▸ **SET PROBLEM**: Pull out every line in the listing below that contains the word "draw", and copy each of those lines in full. Treat the match as case-sensitive.
——————
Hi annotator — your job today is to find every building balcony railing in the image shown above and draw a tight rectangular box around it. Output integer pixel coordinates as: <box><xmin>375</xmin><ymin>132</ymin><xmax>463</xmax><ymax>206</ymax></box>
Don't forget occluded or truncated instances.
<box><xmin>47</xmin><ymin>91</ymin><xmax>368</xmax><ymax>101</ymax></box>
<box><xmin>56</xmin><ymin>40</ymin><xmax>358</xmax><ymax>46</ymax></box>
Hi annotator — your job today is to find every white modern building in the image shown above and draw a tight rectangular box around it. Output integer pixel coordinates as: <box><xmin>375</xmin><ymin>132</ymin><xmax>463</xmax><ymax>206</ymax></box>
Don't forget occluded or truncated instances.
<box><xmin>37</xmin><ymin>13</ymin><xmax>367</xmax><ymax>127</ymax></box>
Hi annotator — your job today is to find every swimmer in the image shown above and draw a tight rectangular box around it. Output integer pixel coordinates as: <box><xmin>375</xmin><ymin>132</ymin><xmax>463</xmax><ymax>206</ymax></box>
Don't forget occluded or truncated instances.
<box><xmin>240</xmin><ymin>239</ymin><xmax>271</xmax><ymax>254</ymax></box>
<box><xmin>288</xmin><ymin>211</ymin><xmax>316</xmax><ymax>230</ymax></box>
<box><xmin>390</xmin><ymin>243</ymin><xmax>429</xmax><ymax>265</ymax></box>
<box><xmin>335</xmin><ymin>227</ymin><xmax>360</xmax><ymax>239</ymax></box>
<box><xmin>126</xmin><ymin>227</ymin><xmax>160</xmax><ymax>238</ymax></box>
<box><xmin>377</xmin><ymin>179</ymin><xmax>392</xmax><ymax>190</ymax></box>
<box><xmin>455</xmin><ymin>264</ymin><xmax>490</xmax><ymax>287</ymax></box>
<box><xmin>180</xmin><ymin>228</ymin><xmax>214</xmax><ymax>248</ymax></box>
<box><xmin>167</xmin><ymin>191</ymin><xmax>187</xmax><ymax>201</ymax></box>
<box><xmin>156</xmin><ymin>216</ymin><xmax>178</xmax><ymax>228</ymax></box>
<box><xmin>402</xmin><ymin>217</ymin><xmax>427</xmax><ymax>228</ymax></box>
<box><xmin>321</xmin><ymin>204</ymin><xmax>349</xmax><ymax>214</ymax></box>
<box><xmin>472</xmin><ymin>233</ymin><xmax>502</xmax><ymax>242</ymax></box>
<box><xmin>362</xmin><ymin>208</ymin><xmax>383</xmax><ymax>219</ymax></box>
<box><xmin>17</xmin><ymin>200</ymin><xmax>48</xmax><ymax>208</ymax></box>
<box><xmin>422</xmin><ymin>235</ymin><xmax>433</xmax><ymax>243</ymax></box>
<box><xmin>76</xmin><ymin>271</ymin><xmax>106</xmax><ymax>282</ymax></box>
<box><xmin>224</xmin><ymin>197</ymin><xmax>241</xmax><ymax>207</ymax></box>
——————
▸ **RESULT OF THIS TASK**:
Hi annotator — your job today is to find every building balcony railing in the image shown above and draw a tight rectangular box around it. Output integer pixel coordinates as: <box><xmin>375</xmin><ymin>132</ymin><xmax>463</xmax><ymax>206</ymax></box>
Hi annotator — your job today is to find every white modern building in the image shown above and draw a tight rectangular box around it. Output integer pixel coordinates as: <box><xmin>375</xmin><ymin>132</ymin><xmax>463</xmax><ymax>206</ymax></box>
Hi annotator — your job today is to find every swimmer in the image shown above and draw a tight rectangular box around it. Output integer pixel coordinates as: <box><xmin>375</xmin><ymin>132</ymin><xmax>463</xmax><ymax>206</ymax></box>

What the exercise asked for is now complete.